Письменные задания:
**1)** Замените в приведенном отрывке «дуб» на «исполин» и перепишите его часть между словами «Насколько важной была» и «только пустое небо.» включительно.
**2)** Переведите на английский язык предложение из приведенного отрывка: «Людей, тянущих за канаты, они разглядеть не могли».

Поскольку рассказывается о множестве людей, работающих вместе, очевидно, что уничтожение дерева – дело рук ослепленного народа. Речь идет о том, как виновным становится целый коллектив: изображение подобных процессов имеет в швейцарской литературе свою традицию. Этот коллектив мы, читатели, видим в образе копошащихся и карабкающихся по стволу «сотен». Но особую значимость имеет конец отрывка, где описывается, как люди ползают в оставшейся от корней яме. Необыкновенность дерева пробудила в зельдвильцах смутную надежду, что под ним, возможно, зарыто сокровище. Найденное ими – почти ничто; во всяком случае, никакой практической ценности эти находки не представляют. Тем не менее, кусочек римского стекла свидетельствует о более чем тысячелетнем возрасте дуба. Горожане в своей слепоте не видели настоящего сокровища, которым владели: самого дерева. Они надеялись наткнуться в глубине на золото и серебро, и теперь чувствуют разочарование. Рассказывается об этом легко, но рассказ представляет собой восхитительно точный комментарий к целому. Его можно прочитать как символическое изображение любого посягательства на устойчивость: некая долговременная ценность, которая ежедневно себя расточает-раздаривает, уничтожается ради одноразовой прибыли. Еще старик Эзоп в Древней Греции написал басню о таком поведении. Я имею в виду историю о женщине, чья курица каждый день приносит по золотому яйцу, но однажды женщина убивает эту полезную птицу, надеясь найти спрятанное в ее нутре сокровище. И не находит ничего, кроме обычных внутренностей. Так что мы вправе считать Эзопа первым теоретиком устойчивости.
Насколько важной была для Келлера история Вольфхартсгееренского дуба, видно уже по тому, что он изобразил падение этого дерева еще раз. Сразу после процитированного отрывка рассказчик меняет перспективу. Теперь дерево и его обрушение видятся с далекого расстояния, как оптический феномен на горизонте. Видит все это Юкундус, который, потерпев крах, именно в данный момент покидает Зельдвилу:
На далекой горе, по которой медленно ехал Юкундус со своими близкими, работающие крестьяне вдруг закричали, показывая в сторону горизонта: «Смотрите, как качается Вольфхартсгееренский дуб, – там что же, штормовой ветер?» Людей, тянущих за канаты, они разглядеть не могли. Юкундус тоже взглянул туда и увидел, как дуб внезапно исчез и на месте, где он прежде стоял, осталось только пустое небо.
Сердце у него сжалось, будто он один был виновником случившегося и отныне должен носить в себе больную совесть страны.

Перечисленные записи:
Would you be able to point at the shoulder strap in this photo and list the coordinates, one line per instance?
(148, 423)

* * *

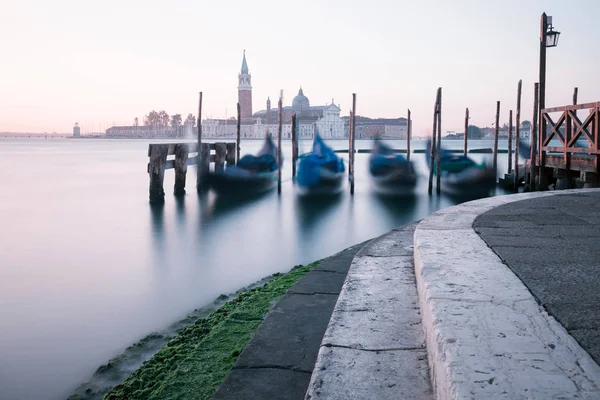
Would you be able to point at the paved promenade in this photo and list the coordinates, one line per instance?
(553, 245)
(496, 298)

--

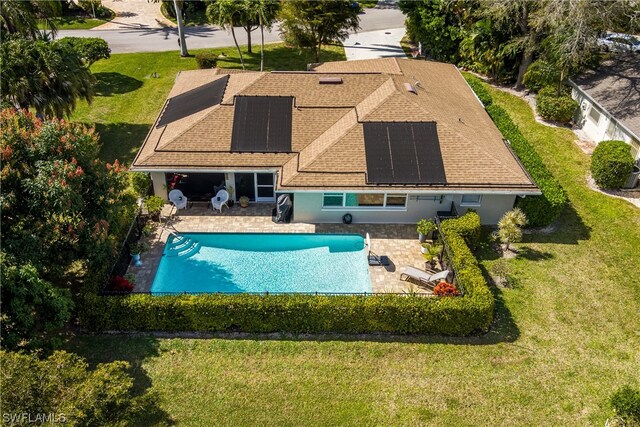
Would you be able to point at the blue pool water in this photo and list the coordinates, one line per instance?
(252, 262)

Ответы к упражнению:
**1)**
Насколько важной была для Келлера история Вольфхартсгееренского исполина, видно уже по тому, что он изобразил падение этого дерева еще раз. Сразу после процитированного отрывка рассказчик меняет перспективу. Теперь дерево и его обрушение видятся с далекого расстояния, как оптический феномен на горизонте. Видит все это Юкундус, который, потерпев крах, именно в данный момент покидает Зельдвилу:
На далекой горе, по которой медленно ехал Юкундус со своими близкими, работающие крестьяне вдруг закричали, показывая в сторону горизонта: «Смотрите, как качается Вольфхартсгееренский исполин, – там что же, штормовой ветер?» Людей, тянущих за канаты, они разглядеть не могли. Юкундус тоже взглянул туда и увидел, как исполин внезапно исчез и на месте, где он прежде стоял, осталось только пустое небо.

**2)** They could not make out the people pulling on the ropes.